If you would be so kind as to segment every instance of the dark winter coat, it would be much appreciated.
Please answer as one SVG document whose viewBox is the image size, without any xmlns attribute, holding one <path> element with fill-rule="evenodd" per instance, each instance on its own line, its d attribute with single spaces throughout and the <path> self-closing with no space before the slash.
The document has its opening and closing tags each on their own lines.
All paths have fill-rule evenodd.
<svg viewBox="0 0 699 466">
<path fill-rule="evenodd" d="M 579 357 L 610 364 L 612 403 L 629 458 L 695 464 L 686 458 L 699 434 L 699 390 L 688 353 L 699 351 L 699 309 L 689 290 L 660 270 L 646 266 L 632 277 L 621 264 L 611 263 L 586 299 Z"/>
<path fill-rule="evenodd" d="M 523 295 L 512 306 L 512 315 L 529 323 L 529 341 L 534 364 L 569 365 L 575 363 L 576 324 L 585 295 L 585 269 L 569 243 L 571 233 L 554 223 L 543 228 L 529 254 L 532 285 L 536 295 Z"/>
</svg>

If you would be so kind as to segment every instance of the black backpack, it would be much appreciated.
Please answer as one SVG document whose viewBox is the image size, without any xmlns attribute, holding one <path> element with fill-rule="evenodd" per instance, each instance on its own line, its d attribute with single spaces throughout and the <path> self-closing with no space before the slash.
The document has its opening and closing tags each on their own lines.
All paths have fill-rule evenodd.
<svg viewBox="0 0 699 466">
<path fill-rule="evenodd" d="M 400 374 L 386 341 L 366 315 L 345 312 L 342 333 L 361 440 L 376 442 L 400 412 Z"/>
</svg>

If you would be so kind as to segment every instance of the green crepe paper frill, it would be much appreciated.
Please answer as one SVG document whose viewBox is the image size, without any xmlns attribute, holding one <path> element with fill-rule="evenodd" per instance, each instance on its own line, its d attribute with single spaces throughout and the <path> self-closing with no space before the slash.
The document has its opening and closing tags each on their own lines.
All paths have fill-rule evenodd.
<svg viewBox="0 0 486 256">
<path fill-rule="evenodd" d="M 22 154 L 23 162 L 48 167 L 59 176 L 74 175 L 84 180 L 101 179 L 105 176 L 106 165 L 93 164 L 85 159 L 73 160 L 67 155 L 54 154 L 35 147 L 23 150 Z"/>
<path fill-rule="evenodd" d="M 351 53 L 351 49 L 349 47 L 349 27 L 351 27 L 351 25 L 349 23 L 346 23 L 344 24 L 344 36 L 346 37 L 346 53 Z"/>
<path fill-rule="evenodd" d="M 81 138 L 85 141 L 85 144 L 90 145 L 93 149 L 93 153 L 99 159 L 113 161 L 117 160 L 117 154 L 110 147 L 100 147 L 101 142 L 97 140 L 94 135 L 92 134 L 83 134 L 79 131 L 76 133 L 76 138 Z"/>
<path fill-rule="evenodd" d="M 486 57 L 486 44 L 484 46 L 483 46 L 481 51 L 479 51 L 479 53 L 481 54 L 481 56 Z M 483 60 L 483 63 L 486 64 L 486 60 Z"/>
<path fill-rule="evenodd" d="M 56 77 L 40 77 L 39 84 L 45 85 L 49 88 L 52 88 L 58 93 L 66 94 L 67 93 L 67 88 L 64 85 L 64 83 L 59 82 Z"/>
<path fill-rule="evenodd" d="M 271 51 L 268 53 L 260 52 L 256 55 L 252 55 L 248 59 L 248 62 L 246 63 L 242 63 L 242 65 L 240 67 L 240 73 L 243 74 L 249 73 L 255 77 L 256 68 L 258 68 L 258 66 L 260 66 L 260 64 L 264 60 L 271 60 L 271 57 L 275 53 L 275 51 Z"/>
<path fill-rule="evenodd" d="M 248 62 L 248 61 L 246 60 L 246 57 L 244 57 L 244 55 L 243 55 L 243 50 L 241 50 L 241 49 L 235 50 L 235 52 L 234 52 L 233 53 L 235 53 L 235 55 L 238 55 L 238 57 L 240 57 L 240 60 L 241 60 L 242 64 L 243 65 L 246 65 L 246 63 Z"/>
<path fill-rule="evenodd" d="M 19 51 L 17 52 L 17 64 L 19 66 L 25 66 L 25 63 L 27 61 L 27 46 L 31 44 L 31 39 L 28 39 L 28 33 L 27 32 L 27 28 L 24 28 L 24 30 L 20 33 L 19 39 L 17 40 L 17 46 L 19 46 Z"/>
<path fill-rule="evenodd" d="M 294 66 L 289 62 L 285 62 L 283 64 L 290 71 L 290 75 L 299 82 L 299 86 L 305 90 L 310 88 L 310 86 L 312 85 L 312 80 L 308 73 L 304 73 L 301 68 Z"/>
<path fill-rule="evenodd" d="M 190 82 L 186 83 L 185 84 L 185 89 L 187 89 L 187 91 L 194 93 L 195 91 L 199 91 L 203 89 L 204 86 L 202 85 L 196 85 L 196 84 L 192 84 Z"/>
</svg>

• [Work to complete]: Could you repeat all of the records above, swapping "much appreciated" for "greatly appreciated" and leaving everything else as it is?

• [Response to the task]:
If you would be so kind as to segment every instance of the dark winter coat, it would be greatly appreciated.
Please answer as one SVG document whose viewBox is the image size, without any xmlns attribute, holding one <path> element with fill-rule="evenodd" per instance, each instance on its own line, its d attribute with single spaces throughout and the <path> self-closing with no space before the slash.
The document has its opening and closing tags each on their own lines.
All paths have fill-rule evenodd.
<svg viewBox="0 0 699 466">
<path fill-rule="evenodd" d="M 579 357 L 610 364 L 612 403 L 629 458 L 695 464 L 686 458 L 699 434 L 699 390 L 688 353 L 699 351 L 699 309 L 689 290 L 660 270 L 646 266 L 632 277 L 621 264 L 611 263 L 586 299 Z"/>
<path fill-rule="evenodd" d="M 523 295 L 512 306 L 512 315 L 529 323 L 529 341 L 534 364 L 569 365 L 575 363 L 576 324 L 585 295 L 585 269 L 569 243 L 571 233 L 554 223 L 543 228 L 529 254 L 532 285 L 536 295 Z"/>
</svg>

If you would be so kind as to segment every instance of the black backpack, it would be greatly appreciated.
Please answer as one SVG document whose viewBox is the image size, without any xmlns attribute, holding one <path> element with fill-rule="evenodd" per instance, each instance on its own line, its d attribute with single spaces throughout and the <path> self-closing with no space before the slash.
The document has its opening and closing tags each on their own lines.
All paths have fill-rule evenodd.
<svg viewBox="0 0 699 466">
<path fill-rule="evenodd" d="M 400 374 L 386 341 L 366 315 L 345 312 L 342 333 L 361 440 L 376 442 L 400 412 Z"/>
</svg>

If you would be so kind as to segment every instance of the green crepe paper frill, it would be greatly appreciated.
Please answer as one SVG document whose viewBox is the image size, without any xmlns attribute, holding one <path> element with fill-rule="evenodd" per instance, each instance on its own line, its d attribute with single spaces throughout and the <path> self-closing with no space before the slash.
The document has its opening and closing tags each on their own lines.
All paths have fill-rule evenodd.
<svg viewBox="0 0 486 256">
<path fill-rule="evenodd" d="M 22 154 L 23 162 L 48 167 L 59 176 L 74 175 L 84 180 L 101 179 L 105 176 L 106 165 L 93 164 L 85 159 L 73 160 L 67 155 L 54 154 L 35 147 L 23 150 Z"/>
<path fill-rule="evenodd" d="M 351 53 L 351 49 L 349 47 L 349 27 L 351 27 L 351 25 L 349 23 L 346 23 L 344 24 L 344 36 L 346 37 L 346 53 Z"/>
<path fill-rule="evenodd" d="M 81 138 L 85 141 L 85 144 L 90 145 L 93 149 L 93 153 L 99 159 L 113 161 L 117 160 L 117 154 L 110 147 L 100 147 L 101 142 L 97 140 L 94 135 L 92 134 L 83 134 L 79 131 L 76 133 L 76 138 Z"/>
<path fill-rule="evenodd" d="M 486 57 L 486 44 L 484 46 L 483 46 L 481 51 L 479 51 L 479 53 L 481 54 L 481 56 Z M 483 60 L 483 63 L 486 64 L 486 60 Z"/>
<path fill-rule="evenodd" d="M 56 77 L 40 77 L 39 84 L 45 85 L 49 88 L 52 88 L 58 93 L 66 94 L 67 93 L 67 88 L 64 85 L 64 83 L 59 82 Z"/>
<path fill-rule="evenodd" d="M 271 51 L 268 53 L 260 52 L 256 55 L 252 55 L 248 59 L 248 62 L 246 63 L 242 63 L 242 65 L 240 67 L 240 73 L 243 74 L 249 73 L 255 77 L 256 68 L 258 68 L 258 66 L 260 66 L 260 64 L 264 60 L 271 60 L 271 57 L 275 53 L 275 51 Z"/>
<path fill-rule="evenodd" d="M 248 62 L 248 61 L 246 60 L 246 57 L 244 57 L 244 55 L 243 55 L 243 50 L 241 50 L 241 49 L 235 50 L 235 52 L 234 52 L 233 53 L 235 53 L 235 55 L 238 55 L 238 57 L 240 57 L 240 60 L 241 60 L 242 64 L 243 65 L 246 65 L 246 63 Z"/>
<path fill-rule="evenodd" d="M 19 51 L 17 52 L 17 64 L 19 66 L 25 66 L 25 63 L 27 61 L 27 46 L 31 44 L 31 39 L 28 39 L 28 33 L 27 32 L 27 28 L 24 28 L 24 30 L 20 33 L 19 39 L 17 40 L 17 46 L 19 46 Z"/>
<path fill-rule="evenodd" d="M 294 66 L 289 62 L 285 62 L 283 64 L 290 71 L 290 75 L 299 82 L 299 86 L 305 90 L 310 88 L 310 86 L 312 85 L 312 80 L 308 73 L 304 73 L 301 68 Z"/>
<path fill-rule="evenodd" d="M 190 82 L 186 83 L 185 84 L 185 89 L 187 89 L 187 91 L 194 93 L 195 91 L 199 91 L 203 89 L 204 86 L 202 85 L 196 85 L 196 84 L 192 84 Z"/>
</svg>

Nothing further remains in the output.